AIM OF THE TASK – Recast every one of the items below as a Markdown table with the columns Row and Line. Number each line and leave out any blank lines.

Stored data –
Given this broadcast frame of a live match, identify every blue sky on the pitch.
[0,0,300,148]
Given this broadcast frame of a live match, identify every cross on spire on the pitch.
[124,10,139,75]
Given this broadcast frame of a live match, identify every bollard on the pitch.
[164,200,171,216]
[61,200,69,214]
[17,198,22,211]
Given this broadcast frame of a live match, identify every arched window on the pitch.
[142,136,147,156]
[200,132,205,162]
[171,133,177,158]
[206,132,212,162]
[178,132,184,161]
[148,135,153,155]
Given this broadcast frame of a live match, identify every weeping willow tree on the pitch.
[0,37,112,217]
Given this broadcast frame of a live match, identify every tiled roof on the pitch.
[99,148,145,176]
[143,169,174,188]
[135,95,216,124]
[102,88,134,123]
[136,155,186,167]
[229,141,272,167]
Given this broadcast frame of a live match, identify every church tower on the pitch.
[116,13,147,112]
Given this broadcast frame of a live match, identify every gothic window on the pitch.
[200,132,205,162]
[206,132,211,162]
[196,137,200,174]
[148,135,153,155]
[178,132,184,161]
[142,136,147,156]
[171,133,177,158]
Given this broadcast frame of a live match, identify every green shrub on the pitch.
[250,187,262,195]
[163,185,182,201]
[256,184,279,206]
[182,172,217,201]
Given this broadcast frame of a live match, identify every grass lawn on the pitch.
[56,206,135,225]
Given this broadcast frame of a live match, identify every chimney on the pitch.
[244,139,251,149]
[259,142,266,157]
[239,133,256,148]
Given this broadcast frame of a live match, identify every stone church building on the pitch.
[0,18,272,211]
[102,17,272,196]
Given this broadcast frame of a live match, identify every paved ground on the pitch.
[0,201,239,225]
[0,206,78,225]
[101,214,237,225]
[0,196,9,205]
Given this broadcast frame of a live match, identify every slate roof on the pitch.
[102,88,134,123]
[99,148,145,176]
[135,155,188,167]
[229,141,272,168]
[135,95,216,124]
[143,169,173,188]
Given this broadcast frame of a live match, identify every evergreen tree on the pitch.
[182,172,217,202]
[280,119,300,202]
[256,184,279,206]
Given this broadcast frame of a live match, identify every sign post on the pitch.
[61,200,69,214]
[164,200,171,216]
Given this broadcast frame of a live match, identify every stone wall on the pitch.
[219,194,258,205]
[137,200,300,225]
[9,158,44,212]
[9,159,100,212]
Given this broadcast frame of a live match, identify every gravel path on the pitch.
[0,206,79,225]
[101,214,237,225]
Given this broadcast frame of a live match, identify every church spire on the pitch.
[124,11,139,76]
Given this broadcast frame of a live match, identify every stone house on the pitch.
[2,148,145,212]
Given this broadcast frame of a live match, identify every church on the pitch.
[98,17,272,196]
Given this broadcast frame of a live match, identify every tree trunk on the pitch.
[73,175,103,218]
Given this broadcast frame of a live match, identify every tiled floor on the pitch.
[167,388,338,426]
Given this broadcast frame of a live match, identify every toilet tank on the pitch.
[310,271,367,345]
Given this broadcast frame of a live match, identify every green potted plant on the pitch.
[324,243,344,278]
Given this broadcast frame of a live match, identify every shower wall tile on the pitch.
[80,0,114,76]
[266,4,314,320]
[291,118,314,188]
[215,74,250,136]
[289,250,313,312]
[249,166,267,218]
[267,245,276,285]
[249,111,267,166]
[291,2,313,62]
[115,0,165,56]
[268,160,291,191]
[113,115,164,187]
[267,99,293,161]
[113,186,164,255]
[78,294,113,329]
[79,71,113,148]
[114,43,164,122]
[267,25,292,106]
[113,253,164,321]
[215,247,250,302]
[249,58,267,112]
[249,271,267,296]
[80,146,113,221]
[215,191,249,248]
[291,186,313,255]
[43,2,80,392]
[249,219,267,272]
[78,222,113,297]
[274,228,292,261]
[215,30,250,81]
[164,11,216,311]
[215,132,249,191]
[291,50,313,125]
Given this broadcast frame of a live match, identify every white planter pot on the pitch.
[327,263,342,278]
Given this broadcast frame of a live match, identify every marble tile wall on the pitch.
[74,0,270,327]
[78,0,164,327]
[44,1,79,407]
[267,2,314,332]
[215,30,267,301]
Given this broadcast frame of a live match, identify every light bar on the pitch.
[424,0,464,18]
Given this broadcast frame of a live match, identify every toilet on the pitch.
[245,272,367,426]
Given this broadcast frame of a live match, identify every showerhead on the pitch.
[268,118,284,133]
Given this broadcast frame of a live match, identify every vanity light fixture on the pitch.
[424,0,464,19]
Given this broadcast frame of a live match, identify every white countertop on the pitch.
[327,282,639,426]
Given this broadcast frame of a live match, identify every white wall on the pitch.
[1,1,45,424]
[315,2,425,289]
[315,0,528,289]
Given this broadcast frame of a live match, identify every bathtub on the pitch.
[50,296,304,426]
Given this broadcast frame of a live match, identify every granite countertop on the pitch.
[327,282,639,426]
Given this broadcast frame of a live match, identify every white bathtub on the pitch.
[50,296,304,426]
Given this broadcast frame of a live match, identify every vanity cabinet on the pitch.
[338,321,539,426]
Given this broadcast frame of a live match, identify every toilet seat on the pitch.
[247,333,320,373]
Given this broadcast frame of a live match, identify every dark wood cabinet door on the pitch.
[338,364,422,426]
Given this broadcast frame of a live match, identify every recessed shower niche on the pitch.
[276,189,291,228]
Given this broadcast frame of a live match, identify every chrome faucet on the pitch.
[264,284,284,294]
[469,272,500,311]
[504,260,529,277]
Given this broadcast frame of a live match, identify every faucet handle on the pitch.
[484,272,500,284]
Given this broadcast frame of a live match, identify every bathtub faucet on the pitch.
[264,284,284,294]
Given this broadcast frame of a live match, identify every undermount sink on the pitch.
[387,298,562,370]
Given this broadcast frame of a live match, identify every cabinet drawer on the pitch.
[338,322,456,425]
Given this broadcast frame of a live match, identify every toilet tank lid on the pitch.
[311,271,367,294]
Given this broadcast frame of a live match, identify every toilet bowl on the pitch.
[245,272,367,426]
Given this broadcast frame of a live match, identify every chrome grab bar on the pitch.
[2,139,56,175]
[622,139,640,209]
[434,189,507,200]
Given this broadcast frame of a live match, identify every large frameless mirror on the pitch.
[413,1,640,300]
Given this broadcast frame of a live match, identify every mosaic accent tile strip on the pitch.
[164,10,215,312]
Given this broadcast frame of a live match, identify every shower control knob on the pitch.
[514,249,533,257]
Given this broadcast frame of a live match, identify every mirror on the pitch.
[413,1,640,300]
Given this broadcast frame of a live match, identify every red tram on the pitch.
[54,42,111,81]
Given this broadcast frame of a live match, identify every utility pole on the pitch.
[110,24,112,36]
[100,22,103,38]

RESULT FOR THIS EXERCISE –
| Row | Line |
|---|---|
| 1 | Given this broadcast frame of a live match, identify every blue sky on the pitch. |
| 2 | [0,0,300,148] |
| 3 | Given this broadcast frame of a live match, identify every cross on spire on the pitch. |
| 4 | [124,10,139,75] |
| 5 | Given this broadcast frame of a live match, identify every bollard on the pitch. |
| 6 | [164,200,171,216] |
| 7 | [61,200,69,214] |
| 8 | [17,198,22,211] |
| 9 | Given this broadcast frame of a live match, identify every arched window on the pitch. |
| 10 | [142,136,147,156] |
| 11 | [200,132,205,162] |
| 12 | [171,133,177,158] |
| 13 | [206,132,212,162] |
| 14 | [178,132,184,161] |
| 15 | [148,135,153,155] |
| 16 | Given this broadcast frame of a live match, identify every weeping willow tree on the pitch. |
| 17 | [0,37,112,217] |
| 18 | Given this broadcast frame of a live match, identify every tiled roof on the pitch. |
| 19 | [99,148,145,176] |
| 20 | [143,169,174,188] |
| 21 | [135,95,216,124] |
| 22 | [102,88,134,123] |
| 23 | [136,155,186,167] |
| 24 | [229,141,272,167] |
| 25 | Given this broadcast frame of a live match, identify every church tower on the pitch. |
| 26 | [116,13,147,112] |
| 27 | Given this broadcast frame of a live match, identify every gothic window on the pitch. |
| 28 | [200,132,205,162] |
| 29 | [206,132,211,162] |
| 30 | [196,137,200,174] |
| 31 | [148,135,153,155] |
| 32 | [178,132,184,161] |
| 33 | [142,136,147,156] |
| 34 | [171,133,177,158] |
| 35 | Given this broadcast frame of a live match, identify every green shrub on the pitch. |
| 36 | [250,187,262,195] |
| 37 | [163,185,182,201] |
| 38 | [256,184,279,206] |
| 39 | [182,172,217,201] |
| 40 | Given this broadcast frame of a live match, identify every grass lawn on the pitch. |
| 41 | [56,206,135,225] |
| 42 | Given this broadcast frame of a live match, identify every chimney on the pitch. |
| 43 | [244,139,251,149] |
| 44 | [259,142,266,157] |
| 45 | [239,133,256,148] |
| 46 | Given this broadcast frame of a live match, identify every stone church building on the pitch. |
| 47 | [0,18,272,211] |
| 48 | [102,17,272,196] |
| 49 | Given this broadcast frame of a live match, identify every paved ground on the pitch. |
| 50 | [0,201,239,225] |
| 51 | [0,206,78,225] |
| 52 | [101,214,237,225] |
| 53 | [0,196,9,205] |
| 54 | Given this broadcast frame of a live match, identify every slate roof on the pitch. |
| 55 | [102,88,134,123] |
| 56 | [99,148,145,176] |
| 57 | [135,155,188,167] |
| 58 | [229,141,272,168] |
| 59 | [135,95,216,124] |
| 60 | [143,169,173,188] |
| 61 | Given this broadcast frame of a live match, identify every evergreen tree on the pitch. |
| 62 | [182,172,217,202] |
| 63 | [280,119,300,202] |
| 64 | [256,184,279,206] |
| 65 | Given this broadcast frame of a live match, identify every sign post on the pitch. |
| 66 | [61,200,69,214] |
| 67 | [164,200,171,216] |
| 68 | Given this broadcast frame of a live match, identify every stone wall on the pitch. |
| 69 | [219,194,258,205] |
| 70 | [137,200,300,225] |
| 71 | [9,158,44,212] |
| 72 | [9,159,100,212] |
| 73 | Given this broadcast frame of a live match, identify every gravel path on the pitch. |
| 74 | [0,206,79,225] |
| 75 | [101,214,237,225] |
| 76 | Given this broadcast frame of a live match, identify every church spire on the pitch. |
| 77 | [124,11,139,76] |
| 78 | Given this broadcast frame of a live match, identify every stone house on the pitch. |
| 79 | [2,148,145,212] |
| 80 | Given this broadcast frame of a live match, identify every church on the pitch. |
| 81 | [98,17,272,196] |
| 82 | Given this broadcast frame of a live match, identify every tree trunk on the pitch. |
| 83 | [73,175,103,218] |
| 84 | Given this broadcast frame of a live match, identify every tiled floor on the pitch. |
| 85 | [167,388,338,426] |
| 86 | Given this broadcast frame of a live match, identify every toilet tank on the pitch. |
| 87 | [310,271,367,345] |
| 88 | Given this broadcast frame of a live match, identify every green potted plant on the pitch. |
| 89 | [324,243,344,278] |
| 90 | Given this broadcast frame of a live match, identify every shower wall tile on the pitch. |
| 91 | [80,0,114,76] |
| 92 | [266,4,314,320] |
| 93 | [291,118,314,188] |
| 94 | [215,74,250,136] |
| 95 | [289,250,313,312] |
| 96 | [249,166,267,218] |
| 97 | [267,245,276,285] |
| 98 | [249,111,267,166] |
| 99 | [291,2,313,62] |
| 100 | [115,0,165,56] |
| 101 | [268,160,291,191] |
| 102 | [113,115,164,187] |
| 103 | [267,99,293,161] |
| 104 | [113,186,164,255] |
| 105 | [78,294,113,329] |
| 106 | [79,71,113,148] |
| 107 | [114,43,164,122] |
| 108 | [267,25,292,106] |
| 109 | [113,253,164,321] |
| 110 | [215,247,250,302] |
| 111 | [249,58,267,112] |
| 112 | [249,271,267,296] |
| 113 | [80,146,113,221] |
| 114 | [215,191,249,248] |
| 115 | [291,186,313,255] |
| 116 | [43,2,80,392] |
| 117 | [249,219,267,272] |
| 118 | [78,222,113,297] |
| 119 | [274,228,292,261] |
| 120 | [215,30,250,81] |
| 121 | [164,11,216,311] |
| 122 | [215,132,249,191] |
| 123 | [291,50,313,125] |
| 124 | Given this broadcast frame of a live match, identify every white planter pot on the pitch. |
| 125 | [327,263,342,278] |
| 126 | Given this broadcast frame of a live match, identify every marble tile wall on the pitch. |
| 127 | [74,0,270,327] |
| 128 | [78,0,164,327] |
| 129 | [44,1,79,407] |
| 130 | [267,2,314,332] |
| 131 | [215,30,267,301] |
| 132 | Given this broadcast frame of a live match, identify every light bar on the pitch. |
| 133 | [424,0,464,18] |
| 134 | Given this broadcast frame of a live match, identify every toilet on the pitch. |
| 135 | [245,272,367,426] |
| 136 | Given this broadcast frame of a live match, identify every showerhead on the pitch. |
| 137 | [268,118,284,133] |
| 138 | Given this broadcast frame of a live match, identify every vanity light fixture on the pitch. |
| 139 | [424,0,464,19] |
| 140 | Given this broadcast frame of a live match, identify every white countertop on the pitch. |
| 141 | [327,282,639,426] |
| 142 | Given this broadcast frame of a live match, identify every white wall on the pitch. |
| 143 | [1,1,45,424] |
| 144 | [315,2,425,289] |
| 145 | [315,0,528,289] |
| 146 | Given this broadcast frame of a live match, identify every bathtub on the pitch. |
| 147 | [50,296,304,426] |
| 148 | Given this broadcast frame of a live match, identify every granite countertop on the pitch. |
| 149 | [327,282,639,426] |
| 150 | Given this broadcast frame of a live match, identify every white bathtub on the pitch. |
| 151 | [50,296,304,426] |
| 152 | Given this broadcast frame of a live match, identify every vanity cabinet on the pitch. |
| 153 | [338,321,539,426] |
| 154 | Given this broadcast frame of a live match, identify every toilet seat on the pitch. |
| 155 | [247,333,320,373] |
| 156 | Given this broadcast frame of a live match, identify every dark wood cabinet door on the pitch. |
| 157 | [338,364,422,426] |
| 158 | Given this broadcast frame of a live match, identify every recessed shower niche on the pitch. |
| 159 | [276,189,291,228] |
| 160 | Given this broadcast frame of a live match, identify every chrome faucet on the pitch. |
| 161 | [264,284,284,294] |
| 162 | [469,272,500,311] |
| 163 | [504,260,529,277] |
| 164 | Given this broadcast frame of a live match, identify every faucet handle on the pitch. |
| 165 | [484,272,500,284] |
| 166 | Given this broadcast frame of a live match, identify every bathtub faucet on the pitch. |
| 167 | [264,284,284,294] |
| 168 | Given this broadcast frame of a live match, identify every undermount sink on the pitch. |
| 169 | [387,298,562,370] |
| 170 | Given this broadcast frame of a live match, identify every cabinet drawer on the pitch. |
| 171 | [338,322,456,425] |
| 172 | Given this broadcast frame of a live match, identify every toilet tank lid on the pitch. |
| 173 | [311,271,367,294] |
| 174 | Given this broadcast frame of a live match, identify every toilet bowl on the pitch. |
| 175 | [245,272,367,426] |
| 176 | Given this broadcast frame of a live match, identify every chrome grab bar on the pitch. |
| 177 | [2,139,56,175] |
| 178 | [622,139,640,209] |
| 179 | [434,189,507,200] |
| 180 | Given this broadcast frame of a live match, identify every large frameless mirror on the pitch. |
| 181 | [413,1,640,300] |
| 182 | Given this broadcast frame of a live match, identify every mosaic accent tile strip on the pitch. |
| 183 | [164,10,215,312] |
| 184 | Given this broadcast frame of a live match, identify every shower control knob on the pitch. |
| 185 | [514,249,533,257] |
| 186 | Given this broadcast frame of a live match, identify every mirror on the pitch. |
| 187 | [413,1,640,300] |
| 188 | Given this broadcast frame of a live match, identify every red tram on the pitch. |
| 189 | [54,42,111,81] |
| 190 | Given this broadcast frame of a live match, identify every utility pole on the pitch. |
| 191 | [110,24,112,36] |
| 192 | [100,22,103,38] |